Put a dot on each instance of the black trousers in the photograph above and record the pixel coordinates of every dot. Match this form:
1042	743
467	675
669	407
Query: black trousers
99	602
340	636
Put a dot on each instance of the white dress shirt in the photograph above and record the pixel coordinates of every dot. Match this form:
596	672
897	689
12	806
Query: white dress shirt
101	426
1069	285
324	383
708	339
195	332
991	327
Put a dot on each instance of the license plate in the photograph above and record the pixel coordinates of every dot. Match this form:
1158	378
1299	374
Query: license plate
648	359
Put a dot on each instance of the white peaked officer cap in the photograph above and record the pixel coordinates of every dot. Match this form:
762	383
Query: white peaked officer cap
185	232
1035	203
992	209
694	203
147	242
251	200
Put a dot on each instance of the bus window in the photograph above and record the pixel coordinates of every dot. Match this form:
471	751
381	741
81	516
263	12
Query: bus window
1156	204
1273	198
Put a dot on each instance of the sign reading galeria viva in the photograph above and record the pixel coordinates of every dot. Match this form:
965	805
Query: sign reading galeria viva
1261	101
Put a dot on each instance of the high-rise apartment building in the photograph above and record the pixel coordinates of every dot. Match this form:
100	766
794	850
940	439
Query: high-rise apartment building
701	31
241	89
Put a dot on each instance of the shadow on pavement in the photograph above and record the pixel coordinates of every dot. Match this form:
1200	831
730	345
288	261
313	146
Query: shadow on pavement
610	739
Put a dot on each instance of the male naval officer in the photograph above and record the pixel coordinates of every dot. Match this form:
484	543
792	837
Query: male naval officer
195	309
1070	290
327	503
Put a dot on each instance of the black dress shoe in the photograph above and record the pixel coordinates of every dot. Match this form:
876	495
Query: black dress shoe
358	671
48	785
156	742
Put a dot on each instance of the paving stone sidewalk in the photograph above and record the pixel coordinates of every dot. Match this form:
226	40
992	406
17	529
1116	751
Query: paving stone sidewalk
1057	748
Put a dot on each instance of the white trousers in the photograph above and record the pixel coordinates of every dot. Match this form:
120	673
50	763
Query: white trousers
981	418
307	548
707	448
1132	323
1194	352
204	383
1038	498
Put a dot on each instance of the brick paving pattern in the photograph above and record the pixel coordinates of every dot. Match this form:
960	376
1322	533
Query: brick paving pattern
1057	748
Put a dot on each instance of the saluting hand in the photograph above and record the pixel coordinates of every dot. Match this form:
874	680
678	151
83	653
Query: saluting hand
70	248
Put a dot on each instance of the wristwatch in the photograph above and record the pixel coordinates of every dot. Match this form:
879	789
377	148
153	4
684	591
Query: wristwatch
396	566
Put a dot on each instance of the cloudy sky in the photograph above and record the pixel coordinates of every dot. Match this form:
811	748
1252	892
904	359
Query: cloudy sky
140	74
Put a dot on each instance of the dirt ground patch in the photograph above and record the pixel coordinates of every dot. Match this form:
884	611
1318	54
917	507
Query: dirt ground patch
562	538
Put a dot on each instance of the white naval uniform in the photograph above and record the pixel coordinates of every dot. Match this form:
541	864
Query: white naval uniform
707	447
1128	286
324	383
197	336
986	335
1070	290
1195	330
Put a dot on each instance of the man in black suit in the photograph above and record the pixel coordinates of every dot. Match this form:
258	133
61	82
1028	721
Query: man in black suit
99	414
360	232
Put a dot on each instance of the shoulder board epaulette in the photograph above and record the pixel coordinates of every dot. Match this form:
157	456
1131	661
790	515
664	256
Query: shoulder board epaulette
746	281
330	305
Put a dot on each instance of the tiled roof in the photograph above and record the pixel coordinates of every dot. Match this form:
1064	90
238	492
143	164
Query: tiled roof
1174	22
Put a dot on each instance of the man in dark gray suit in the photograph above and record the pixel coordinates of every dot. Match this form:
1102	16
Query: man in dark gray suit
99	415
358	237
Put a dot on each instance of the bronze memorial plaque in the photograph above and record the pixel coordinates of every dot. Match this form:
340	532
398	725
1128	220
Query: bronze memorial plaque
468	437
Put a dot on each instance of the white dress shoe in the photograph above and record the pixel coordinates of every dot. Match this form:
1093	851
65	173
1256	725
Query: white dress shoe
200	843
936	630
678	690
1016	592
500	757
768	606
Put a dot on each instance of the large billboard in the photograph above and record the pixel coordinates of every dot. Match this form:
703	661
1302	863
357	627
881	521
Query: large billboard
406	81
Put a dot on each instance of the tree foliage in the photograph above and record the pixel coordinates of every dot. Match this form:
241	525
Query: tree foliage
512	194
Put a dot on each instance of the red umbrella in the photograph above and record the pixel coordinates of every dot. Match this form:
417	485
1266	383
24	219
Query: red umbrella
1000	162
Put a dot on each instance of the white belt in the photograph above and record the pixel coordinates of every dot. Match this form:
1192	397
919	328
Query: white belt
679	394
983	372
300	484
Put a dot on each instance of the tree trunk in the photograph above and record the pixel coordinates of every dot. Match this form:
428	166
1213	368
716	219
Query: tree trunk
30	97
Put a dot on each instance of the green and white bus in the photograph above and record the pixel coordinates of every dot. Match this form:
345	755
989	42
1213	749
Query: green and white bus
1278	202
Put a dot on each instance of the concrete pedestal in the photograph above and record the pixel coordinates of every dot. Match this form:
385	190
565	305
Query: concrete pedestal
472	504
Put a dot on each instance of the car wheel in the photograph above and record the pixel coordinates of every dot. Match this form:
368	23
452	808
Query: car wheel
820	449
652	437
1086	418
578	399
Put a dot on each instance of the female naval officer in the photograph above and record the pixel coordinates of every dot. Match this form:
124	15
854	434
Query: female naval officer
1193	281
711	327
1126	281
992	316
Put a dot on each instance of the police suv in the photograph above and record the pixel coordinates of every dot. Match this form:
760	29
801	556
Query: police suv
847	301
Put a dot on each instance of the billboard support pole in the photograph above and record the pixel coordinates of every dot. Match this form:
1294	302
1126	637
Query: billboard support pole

......

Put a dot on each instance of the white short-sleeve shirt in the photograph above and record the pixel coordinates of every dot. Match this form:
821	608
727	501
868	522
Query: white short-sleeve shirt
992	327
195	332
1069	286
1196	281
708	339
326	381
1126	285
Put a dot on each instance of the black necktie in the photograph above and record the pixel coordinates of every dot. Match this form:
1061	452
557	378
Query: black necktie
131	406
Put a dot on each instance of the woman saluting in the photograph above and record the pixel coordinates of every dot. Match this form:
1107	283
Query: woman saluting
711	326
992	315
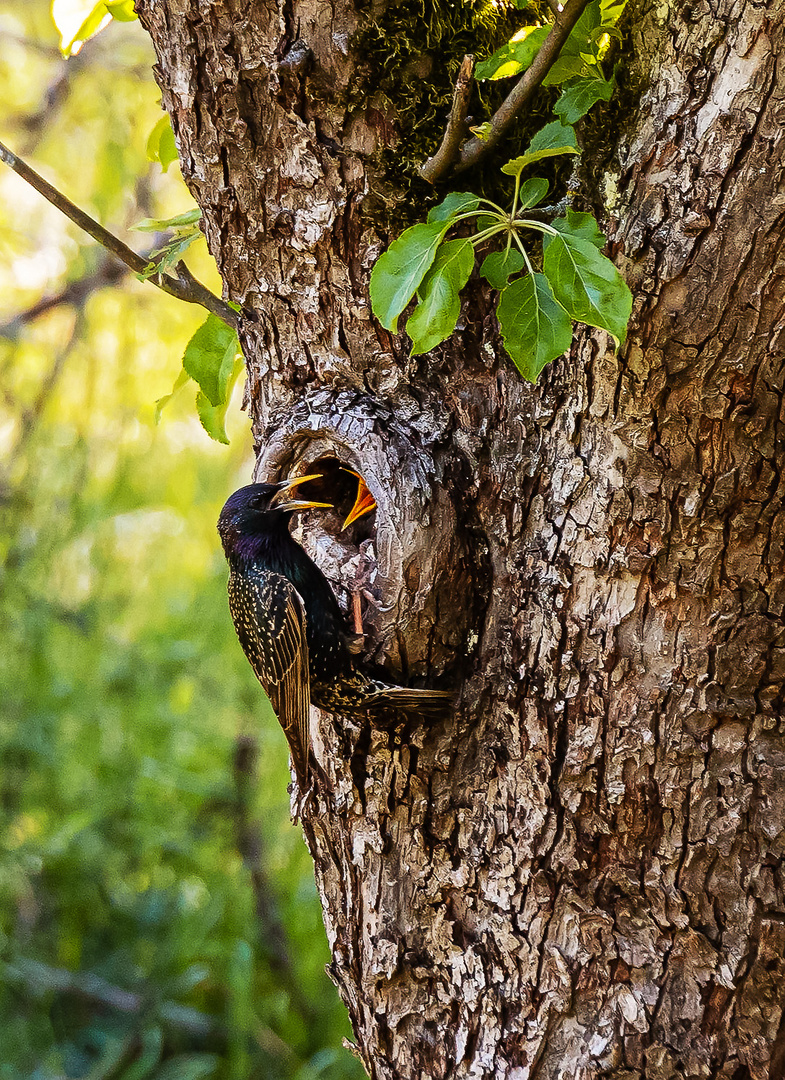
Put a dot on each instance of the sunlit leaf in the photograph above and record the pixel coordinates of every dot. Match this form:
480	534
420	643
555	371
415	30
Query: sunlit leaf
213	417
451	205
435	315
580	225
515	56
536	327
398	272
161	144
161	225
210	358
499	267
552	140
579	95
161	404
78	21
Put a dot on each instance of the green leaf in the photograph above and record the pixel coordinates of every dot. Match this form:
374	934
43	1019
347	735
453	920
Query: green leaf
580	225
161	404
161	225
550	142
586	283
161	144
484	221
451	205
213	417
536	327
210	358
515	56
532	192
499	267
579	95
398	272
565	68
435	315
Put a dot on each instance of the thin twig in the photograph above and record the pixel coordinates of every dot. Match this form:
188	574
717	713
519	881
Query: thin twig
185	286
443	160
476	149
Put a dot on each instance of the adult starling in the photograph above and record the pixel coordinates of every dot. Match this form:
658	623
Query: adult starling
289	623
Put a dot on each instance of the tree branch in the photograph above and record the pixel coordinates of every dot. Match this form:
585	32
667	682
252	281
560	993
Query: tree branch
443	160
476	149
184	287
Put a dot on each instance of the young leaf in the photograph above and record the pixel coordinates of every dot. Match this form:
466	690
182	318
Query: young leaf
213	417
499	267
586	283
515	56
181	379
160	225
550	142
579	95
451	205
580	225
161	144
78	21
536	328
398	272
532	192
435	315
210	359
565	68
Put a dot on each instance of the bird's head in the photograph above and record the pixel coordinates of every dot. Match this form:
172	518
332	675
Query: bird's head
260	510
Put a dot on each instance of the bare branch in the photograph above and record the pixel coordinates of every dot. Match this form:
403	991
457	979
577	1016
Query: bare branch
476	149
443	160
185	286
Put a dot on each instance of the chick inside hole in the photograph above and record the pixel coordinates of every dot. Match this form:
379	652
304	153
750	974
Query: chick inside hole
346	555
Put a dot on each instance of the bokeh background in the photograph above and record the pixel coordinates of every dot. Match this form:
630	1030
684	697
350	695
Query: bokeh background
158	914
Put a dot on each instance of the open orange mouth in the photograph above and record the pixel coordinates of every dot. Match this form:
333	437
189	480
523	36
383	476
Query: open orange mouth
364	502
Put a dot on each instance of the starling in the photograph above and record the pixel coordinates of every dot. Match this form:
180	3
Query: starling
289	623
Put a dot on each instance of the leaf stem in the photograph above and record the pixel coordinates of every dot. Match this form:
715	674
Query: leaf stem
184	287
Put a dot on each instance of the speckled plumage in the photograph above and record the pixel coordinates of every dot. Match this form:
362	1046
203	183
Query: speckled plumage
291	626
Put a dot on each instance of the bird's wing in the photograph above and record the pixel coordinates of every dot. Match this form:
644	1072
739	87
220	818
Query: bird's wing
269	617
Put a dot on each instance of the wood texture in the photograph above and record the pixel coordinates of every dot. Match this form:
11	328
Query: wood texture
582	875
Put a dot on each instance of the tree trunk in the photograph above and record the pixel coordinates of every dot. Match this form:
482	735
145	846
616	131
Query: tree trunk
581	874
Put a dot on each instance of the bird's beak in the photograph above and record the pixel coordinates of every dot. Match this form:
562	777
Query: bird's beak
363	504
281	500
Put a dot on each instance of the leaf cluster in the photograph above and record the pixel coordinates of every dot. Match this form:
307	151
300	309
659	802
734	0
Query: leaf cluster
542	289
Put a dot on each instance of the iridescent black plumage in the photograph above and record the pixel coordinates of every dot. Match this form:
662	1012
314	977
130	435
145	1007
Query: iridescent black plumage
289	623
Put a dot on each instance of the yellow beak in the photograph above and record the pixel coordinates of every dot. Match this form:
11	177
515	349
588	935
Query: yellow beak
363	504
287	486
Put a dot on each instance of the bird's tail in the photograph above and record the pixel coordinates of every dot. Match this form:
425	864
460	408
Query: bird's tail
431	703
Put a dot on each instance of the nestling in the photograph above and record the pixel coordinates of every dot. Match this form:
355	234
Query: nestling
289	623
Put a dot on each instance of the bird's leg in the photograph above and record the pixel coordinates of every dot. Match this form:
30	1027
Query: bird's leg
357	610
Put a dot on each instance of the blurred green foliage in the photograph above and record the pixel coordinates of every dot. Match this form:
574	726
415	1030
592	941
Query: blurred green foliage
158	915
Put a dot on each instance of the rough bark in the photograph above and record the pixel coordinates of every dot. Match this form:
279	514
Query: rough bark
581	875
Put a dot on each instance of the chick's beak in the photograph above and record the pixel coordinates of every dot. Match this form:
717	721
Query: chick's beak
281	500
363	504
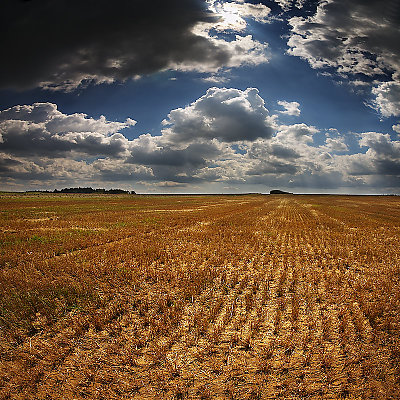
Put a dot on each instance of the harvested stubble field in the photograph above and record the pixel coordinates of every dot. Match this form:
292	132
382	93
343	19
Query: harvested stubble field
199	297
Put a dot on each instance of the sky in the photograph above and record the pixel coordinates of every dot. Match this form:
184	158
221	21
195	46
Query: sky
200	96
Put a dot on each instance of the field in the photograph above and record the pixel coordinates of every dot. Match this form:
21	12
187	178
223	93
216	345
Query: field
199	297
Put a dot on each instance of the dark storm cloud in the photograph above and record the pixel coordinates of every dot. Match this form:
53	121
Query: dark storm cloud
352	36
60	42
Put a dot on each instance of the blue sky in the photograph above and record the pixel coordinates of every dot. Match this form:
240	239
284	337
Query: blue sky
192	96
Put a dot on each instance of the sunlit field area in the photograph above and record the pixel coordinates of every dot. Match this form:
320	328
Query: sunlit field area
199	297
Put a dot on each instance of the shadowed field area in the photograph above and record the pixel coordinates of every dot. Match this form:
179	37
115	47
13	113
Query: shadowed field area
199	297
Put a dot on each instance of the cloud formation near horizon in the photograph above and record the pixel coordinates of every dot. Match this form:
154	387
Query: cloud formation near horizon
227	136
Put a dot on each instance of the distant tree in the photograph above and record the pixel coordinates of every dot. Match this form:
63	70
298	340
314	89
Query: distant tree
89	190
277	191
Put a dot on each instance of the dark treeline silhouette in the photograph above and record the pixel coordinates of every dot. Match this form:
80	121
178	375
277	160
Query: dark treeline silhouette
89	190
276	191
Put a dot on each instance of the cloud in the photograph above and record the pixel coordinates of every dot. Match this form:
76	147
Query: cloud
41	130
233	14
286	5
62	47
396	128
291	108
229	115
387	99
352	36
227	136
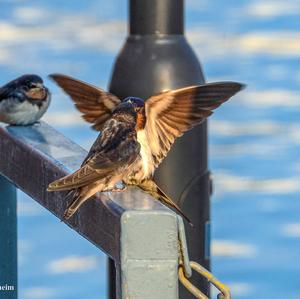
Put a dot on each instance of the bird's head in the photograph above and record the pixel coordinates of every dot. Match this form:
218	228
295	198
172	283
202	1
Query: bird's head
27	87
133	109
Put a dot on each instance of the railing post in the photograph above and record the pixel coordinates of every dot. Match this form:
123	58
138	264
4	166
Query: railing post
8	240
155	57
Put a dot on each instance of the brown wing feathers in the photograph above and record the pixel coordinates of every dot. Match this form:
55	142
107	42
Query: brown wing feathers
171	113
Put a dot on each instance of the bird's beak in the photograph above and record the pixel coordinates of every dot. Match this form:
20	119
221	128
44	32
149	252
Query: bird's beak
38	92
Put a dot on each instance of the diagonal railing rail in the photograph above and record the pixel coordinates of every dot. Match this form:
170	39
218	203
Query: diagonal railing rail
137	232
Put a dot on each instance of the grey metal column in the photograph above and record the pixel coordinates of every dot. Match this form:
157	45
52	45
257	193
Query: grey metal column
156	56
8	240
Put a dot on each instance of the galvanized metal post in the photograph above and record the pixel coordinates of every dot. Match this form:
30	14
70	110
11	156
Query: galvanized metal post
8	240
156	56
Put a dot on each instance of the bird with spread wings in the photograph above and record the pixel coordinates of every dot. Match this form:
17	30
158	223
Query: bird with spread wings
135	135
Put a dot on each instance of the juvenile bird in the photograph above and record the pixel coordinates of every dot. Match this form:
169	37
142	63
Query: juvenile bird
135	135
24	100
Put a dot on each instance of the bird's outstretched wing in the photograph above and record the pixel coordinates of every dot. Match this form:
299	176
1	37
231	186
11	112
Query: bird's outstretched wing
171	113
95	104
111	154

......

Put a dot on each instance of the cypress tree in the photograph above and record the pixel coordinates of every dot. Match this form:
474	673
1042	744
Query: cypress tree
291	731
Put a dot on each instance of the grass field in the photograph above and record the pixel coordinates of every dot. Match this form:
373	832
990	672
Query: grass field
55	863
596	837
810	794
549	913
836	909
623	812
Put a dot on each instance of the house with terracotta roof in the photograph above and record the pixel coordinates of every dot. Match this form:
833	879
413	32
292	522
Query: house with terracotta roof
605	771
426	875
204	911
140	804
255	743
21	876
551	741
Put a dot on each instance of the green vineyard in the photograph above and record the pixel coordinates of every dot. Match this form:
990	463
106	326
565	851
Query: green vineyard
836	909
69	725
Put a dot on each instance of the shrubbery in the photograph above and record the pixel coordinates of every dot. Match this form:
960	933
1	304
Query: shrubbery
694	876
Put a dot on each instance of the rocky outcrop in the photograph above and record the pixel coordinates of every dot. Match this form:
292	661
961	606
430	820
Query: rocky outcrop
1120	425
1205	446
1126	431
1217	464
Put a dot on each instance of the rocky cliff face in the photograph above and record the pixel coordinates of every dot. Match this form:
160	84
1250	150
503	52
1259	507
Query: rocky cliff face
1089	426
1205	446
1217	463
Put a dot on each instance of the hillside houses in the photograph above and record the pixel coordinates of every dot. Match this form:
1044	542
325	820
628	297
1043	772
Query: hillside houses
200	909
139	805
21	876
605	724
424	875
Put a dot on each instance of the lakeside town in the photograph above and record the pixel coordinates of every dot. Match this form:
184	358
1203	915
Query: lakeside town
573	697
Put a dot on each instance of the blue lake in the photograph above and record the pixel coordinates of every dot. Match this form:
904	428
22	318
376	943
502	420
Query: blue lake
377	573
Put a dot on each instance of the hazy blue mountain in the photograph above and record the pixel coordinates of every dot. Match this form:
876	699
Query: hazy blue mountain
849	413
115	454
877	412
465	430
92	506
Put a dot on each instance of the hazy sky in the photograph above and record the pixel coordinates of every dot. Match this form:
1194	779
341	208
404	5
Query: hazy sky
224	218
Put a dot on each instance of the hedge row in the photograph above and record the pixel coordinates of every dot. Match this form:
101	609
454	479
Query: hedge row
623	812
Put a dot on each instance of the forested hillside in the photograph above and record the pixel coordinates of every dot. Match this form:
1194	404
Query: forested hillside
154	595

......

## Prompt
For the string "pole", search the preceding data and copy every line that includes it.

## Your response
Put a dot on each instance of the billboard support pole in the photograph above and record the pixel coordinates of every dot. Match this form:
Query: billboard support pole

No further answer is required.